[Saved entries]

%%

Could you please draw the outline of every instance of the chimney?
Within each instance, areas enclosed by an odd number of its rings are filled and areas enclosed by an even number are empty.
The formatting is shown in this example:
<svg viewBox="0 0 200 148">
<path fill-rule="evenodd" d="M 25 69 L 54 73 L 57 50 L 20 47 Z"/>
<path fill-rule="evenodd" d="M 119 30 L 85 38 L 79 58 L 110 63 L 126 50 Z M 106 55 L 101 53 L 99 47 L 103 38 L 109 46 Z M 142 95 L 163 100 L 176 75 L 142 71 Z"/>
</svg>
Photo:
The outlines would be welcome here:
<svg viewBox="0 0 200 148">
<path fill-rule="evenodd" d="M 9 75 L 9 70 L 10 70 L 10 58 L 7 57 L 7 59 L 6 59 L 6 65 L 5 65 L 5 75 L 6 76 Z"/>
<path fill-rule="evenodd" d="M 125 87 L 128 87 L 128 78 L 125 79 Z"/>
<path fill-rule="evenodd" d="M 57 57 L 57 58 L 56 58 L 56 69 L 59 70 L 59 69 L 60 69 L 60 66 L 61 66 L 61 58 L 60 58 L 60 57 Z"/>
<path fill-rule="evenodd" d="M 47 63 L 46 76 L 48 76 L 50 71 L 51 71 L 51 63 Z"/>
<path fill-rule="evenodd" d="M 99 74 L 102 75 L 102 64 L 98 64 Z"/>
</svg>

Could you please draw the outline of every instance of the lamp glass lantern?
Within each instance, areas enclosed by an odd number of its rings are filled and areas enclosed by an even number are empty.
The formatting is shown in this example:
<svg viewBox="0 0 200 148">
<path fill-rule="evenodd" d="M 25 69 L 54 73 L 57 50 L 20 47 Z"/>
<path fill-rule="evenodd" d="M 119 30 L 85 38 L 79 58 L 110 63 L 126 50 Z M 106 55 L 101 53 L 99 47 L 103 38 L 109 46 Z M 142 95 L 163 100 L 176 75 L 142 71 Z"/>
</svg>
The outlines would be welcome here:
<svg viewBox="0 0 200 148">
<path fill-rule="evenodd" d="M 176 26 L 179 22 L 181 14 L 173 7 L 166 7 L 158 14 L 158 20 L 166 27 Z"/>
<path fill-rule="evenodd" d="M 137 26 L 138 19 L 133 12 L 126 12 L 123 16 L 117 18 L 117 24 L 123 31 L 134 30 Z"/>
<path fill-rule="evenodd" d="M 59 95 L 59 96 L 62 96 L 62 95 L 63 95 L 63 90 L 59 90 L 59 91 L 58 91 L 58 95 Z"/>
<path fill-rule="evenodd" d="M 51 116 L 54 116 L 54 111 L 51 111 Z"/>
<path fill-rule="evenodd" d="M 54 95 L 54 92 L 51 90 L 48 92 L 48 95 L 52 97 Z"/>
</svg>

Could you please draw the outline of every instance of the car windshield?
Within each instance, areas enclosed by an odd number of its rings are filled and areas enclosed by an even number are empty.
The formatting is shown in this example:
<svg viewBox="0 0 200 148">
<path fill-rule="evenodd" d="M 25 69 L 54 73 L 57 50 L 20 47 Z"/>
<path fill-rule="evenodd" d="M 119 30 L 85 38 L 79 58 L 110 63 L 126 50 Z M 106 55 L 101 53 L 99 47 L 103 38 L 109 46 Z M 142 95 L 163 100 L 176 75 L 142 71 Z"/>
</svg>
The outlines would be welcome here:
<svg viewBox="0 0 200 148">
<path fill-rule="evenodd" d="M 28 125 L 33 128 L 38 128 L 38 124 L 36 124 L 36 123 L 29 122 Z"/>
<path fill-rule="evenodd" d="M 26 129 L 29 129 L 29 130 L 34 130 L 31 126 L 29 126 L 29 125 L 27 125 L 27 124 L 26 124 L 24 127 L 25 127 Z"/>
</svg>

%%

# Problem to work on:
Each entry above should be written again exactly.

# Exercise result:
Could you please draw the outline of every instance of the chimney?
Within each instance, areas enclosed by an odd number of its rings are filled and areas enclosed by an even number are empty.
The formatting is shown in this example:
<svg viewBox="0 0 200 148">
<path fill-rule="evenodd" d="M 25 69 L 54 73 L 57 50 L 20 47 Z"/>
<path fill-rule="evenodd" d="M 119 30 L 85 38 L 79 58 L 110 63 L 126 50 Z M 106 55 L 101 53 L 99 47 L 103 38 L 109 46 Z M 142 95 L 163 100 L 176 75 L 142 71 Z"/>
</svg>
Photo:
The outlines would be welcome here:
<svg viewBox="0 0 200 148">
<path fill-rule="evenodd" d="M 9 75 L 9 70 L 10 70 L 10 58 L 7 57 L 7 59 L 6 59 L 6 65 L 5 65 L 5 75 L 6 76 Z"/>
<path fill-rule="evenodd" d="M 125 87 L 128 87 L 128 78 L 125 79 Z"/>
<path fill-rule="evenodd" d="M 57 57 L 57 58 L 56 58 L 56 69 L 59 70 L 59 69 L 60 69 L 60 66 L 61 66 L 61 58 L 60 58 L 60 57 Z"/>
<path fill-rule="evenodd" d="M 47 63 L 46 76 L 48 76 L 50 71 L 51 71 L 51 63 Z"/>
<path fill-rule="evenodd" d="M 99 74 L 102 75 L 102 64 L 98 64 Z"/>
</svg>

Could you please draw the outline of every instance of the lamp glass lantern?
Within each instance, areas enclosed by an odd number of its rings are filled and areas enclosed by an even number are empty.
The formatting is shown in this example:
<svg viewBox="0 0 200 148">
<path fill-rule="evenodd" d="M 25 69 L 54 73 L 57 50 L 20 47 Z"/>
<path fill-rule="evenodd" d="M 119 30 L 85 38 L 79 58 L 110 63 L 126 50 Z M 106 55 L 101 53 L 99 47 L 103 38 L 109 46 Z M 142 95 L 163 100 L 176 75 L 142 71 Z"/>
</svg>
The outlines would be welcome here:
<svg viewBox="0 0 200 148">
<path fill-rule="evenodd" d="M 176 26 L 179 22 L 181 14 L 173 7 L 166 7 L 158 14 L 158 20 L 166 27 Z"/>
<path fill-rule="evenodd" d="M 137 26 L 138 19 L 133 12 L 126 12 L 123 16 L 117 18 L 117 24 L 123 31 L 134 30 Z"/>
<path fill-rule="evenodd" d="M 59 95 L 59 96 L 62 96 L 62 95 L 63 95 L 63 90 L 59 90 L 59 91 L 58 91 L 58 95 Z"/>
<path fill-rule="evenodd" d="M 51 116 L 54 116 L 54 111 L 51 111 Z"/>
<path fill-rule="evenodd" d="M 54 95 L 54 92 L 51 90 L 48 92 L 48 95 L 52 97 Z"/>
</svg>

Could you please draw the outline of every instance of the car windshield?
Within each instance, areas enclosed by an odd number of its rings are filled and areas enclosed by an even number are empty.
The formatting is shown in this example:
<svg viewBox="0 0 200 148">
<path fill-rule="evenodd" d="M 25 69 L 54 73 L 57 50 L 20 47 Z"/>
<path fill-rule="evenodd" d="M 119 30 L 85 38 L 79 58 L 110 63 L 126 50 Z M 106 55 L 101 53 L 99 47 L 103 38 L 109 46 Z M 142 95 L 163 100 L 176 75 L 142 71 Z"/>
</svg>
The outlines would be welcome here:
<svg viewBox="0 0 200 148">
<path fill-rule="evenodd" d="M 28 125 L 33 128 L 38 128 L 38 124 L 36 124 L 36 123 L 29 122 Z"/>
<path fill-rule="evenodd" d="M 26 129 L 29 129 L 29 130 L 34 130 L 31 126 L 29 126 L 29 125 L 27 125 L 27 124 L 26 124 L 24 127 L 25 127 Z"/>
</svg>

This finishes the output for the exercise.